Rewrite the excerpt about pediatricians and parents, starting at "Michael Grosso, MD, discusses" and ending at "be freely rejected.", renaming "consultants" to "advisors".

(Excerpt to read Opens)

Michael Grosso, MD, discusses how a shift in societal norms has led parents to view doctors as consultants whose advice regarding their children can be freely rejected.
A lot has changed since Michael Grosso, MD, became a pediatrician many years ago - including a major shift in societal norms that leaves parents thinking of their children's pediatricians as consultants, rather than trusted, respected medical professionals.
“Now more than ever before, vaccine reluctance has become a standard topic for podium presentations. It’s become a subject of scholarly research, not only to understand the epidemiology of vaccine reluctance but also more recently to identify tested strategies for countering that with education and relationship-based interventions.
So that’s happening at the national level. At the local level, is there worry? Absolutely. Pediatricians, when two or more are gathered, will almost inevitably discuss the frustrations and the time and resources that are being redirected from other activities, to spend on counseling in the examining room with the adolescent, with the parent, with a parent of a newborn, about concerns around immunization. So it really does impact the practicing pediatrician to very extensive degree.

(Excerpt to read Closes)
(Record extracts Opens)

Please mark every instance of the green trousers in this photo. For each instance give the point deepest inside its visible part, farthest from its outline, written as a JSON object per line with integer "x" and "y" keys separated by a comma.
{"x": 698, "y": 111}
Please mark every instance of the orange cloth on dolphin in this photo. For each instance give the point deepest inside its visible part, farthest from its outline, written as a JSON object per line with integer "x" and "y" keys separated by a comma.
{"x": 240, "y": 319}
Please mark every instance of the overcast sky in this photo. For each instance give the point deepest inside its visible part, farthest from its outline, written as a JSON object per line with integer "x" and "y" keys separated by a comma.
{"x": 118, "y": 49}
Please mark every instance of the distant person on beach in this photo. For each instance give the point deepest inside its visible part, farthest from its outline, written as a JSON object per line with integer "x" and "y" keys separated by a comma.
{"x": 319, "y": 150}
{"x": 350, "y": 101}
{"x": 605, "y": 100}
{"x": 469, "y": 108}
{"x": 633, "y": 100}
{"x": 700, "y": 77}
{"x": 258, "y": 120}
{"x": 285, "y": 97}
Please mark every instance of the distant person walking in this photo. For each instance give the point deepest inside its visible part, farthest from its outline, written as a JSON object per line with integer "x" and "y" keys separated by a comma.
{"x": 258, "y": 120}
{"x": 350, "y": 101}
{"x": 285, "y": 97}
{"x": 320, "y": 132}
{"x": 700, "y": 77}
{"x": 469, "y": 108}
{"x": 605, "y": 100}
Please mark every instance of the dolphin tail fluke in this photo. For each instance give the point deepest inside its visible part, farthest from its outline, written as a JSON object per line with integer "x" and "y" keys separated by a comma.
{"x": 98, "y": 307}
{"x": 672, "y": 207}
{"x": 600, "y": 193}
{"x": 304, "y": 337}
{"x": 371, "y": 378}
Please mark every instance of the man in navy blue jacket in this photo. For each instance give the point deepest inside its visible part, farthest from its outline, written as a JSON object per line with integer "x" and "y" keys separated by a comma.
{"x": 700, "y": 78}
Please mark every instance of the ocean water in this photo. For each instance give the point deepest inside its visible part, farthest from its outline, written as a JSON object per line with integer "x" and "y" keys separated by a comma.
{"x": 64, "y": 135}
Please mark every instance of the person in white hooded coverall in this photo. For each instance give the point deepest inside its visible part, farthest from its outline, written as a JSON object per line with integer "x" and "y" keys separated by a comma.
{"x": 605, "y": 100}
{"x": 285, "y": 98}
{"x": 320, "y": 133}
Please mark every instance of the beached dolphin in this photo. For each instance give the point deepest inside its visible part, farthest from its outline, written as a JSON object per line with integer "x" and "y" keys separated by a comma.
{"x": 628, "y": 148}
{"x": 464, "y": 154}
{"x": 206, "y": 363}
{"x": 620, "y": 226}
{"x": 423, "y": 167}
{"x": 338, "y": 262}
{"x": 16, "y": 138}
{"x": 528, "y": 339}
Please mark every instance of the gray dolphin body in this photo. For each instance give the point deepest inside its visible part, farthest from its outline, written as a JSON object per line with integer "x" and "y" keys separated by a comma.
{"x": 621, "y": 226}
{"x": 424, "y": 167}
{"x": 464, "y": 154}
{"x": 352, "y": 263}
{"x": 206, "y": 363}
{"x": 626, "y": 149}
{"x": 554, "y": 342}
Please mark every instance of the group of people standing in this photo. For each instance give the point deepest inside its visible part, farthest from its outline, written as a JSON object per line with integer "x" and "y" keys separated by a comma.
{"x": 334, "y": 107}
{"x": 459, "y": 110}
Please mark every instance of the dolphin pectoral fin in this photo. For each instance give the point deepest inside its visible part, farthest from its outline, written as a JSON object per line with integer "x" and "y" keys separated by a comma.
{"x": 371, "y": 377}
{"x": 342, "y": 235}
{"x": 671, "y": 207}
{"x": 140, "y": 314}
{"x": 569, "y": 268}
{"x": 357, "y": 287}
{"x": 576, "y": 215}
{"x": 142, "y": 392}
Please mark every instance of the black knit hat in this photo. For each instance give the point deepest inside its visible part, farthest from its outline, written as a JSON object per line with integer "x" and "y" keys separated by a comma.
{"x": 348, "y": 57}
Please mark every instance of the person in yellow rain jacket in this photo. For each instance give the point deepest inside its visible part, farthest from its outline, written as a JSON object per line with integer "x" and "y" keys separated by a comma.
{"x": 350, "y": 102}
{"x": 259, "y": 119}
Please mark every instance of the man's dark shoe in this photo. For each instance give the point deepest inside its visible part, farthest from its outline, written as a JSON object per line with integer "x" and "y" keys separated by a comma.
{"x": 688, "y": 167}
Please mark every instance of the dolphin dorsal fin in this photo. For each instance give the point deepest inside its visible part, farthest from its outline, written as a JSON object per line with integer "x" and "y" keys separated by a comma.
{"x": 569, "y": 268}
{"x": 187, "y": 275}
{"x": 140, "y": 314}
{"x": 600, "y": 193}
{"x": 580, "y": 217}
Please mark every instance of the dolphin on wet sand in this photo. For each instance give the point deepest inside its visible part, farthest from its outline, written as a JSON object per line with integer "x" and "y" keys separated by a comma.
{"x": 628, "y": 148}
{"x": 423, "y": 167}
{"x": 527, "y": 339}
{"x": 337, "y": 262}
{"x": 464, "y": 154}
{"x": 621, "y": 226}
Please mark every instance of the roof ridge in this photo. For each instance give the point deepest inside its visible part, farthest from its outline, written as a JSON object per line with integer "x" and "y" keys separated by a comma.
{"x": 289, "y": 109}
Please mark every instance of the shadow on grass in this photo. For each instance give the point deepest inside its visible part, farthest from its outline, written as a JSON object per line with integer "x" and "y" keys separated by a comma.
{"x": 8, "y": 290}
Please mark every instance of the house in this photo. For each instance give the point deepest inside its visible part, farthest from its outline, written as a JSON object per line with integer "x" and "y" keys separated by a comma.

(Record extracts Closes)

# Solution for this exercise:
Michael Grosso, MD, discusses how a shift in societal norms has led parents to view doctors as advisors whose advice regarding their children can be freely rejected.